Tasks for this exercise:
a – Answer these about the Allakos stock article:
(i) How much did Allakos stock fall in December?
(ii) Which two trials produced the lirentelimab data that Allakos published?
(iii) What came after the crushing study results?
b – Carry on writing the Allakos stock article from its last sentence.

What happened
Allakos (ALLK -1.06%) stock sank 87.5% in December, according to data from S&P Global Market Intelligence. The clinical-stage biotech company's share price plummeted after the publication of disappointing trial data for its key treatment.
Allakos published phase 3 Enigma 2 and phase 2/3 Kryptos trial data on its lirentelimab monoclonal antibody as a treatment for eosinophilic gastrointestinal diseases (EGIDs), and the results shocked the market. The results of both studies showed no statistically significant improvement for EGID patients, and investors quickly abandoned the stock.
So what
Lirentelimab had shown promising results as a treatment for eosinophilic gastrointestinal diseases in its phase 2 trials, and the phase 3 data caught the market off guard. The crushing study results were followed by a series of downgrades from high-profile analysts.

Provided material:
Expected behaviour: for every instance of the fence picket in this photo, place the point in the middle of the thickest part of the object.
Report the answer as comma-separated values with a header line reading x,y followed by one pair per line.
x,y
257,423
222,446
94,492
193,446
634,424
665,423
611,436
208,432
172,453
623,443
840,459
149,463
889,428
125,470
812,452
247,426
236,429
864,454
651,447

Task responses:
a –
(i) It fell 87.5%.
(ii) The phase 3 Enigma 2 trial and the phase 2/3 Kryptos trial.
(iii) A series of downgrades from high-profile analysts.

b –
The day after the trial results were posted, Morgan Stanley analyst Michael Ulz published a note maintaining an equal weight rating on the company's stock but lowering the one-year price target on the stock from $86 per share to $10 per share. H.C. Wainwright's Patrick Trucchio published a note on Dec. 28, 2021, lowering the firm's one-year price target on the stock from $230 to $20 per share. Goldman Sachs' Paul Choi maintained a neutral rating on the stock but was a bit more optimistic, only lowering his price target from $122 per share to $60 per share.
Now what
Allakos stock has continued to slide early in January's trading. The company's share price is down roughly 12% in the month so far.
With speculative and growth-dependent stocks getting hit hard amid recent market volatility, it's not surprising to see the struggling biotech company's valuation lose additional ground. What comes next?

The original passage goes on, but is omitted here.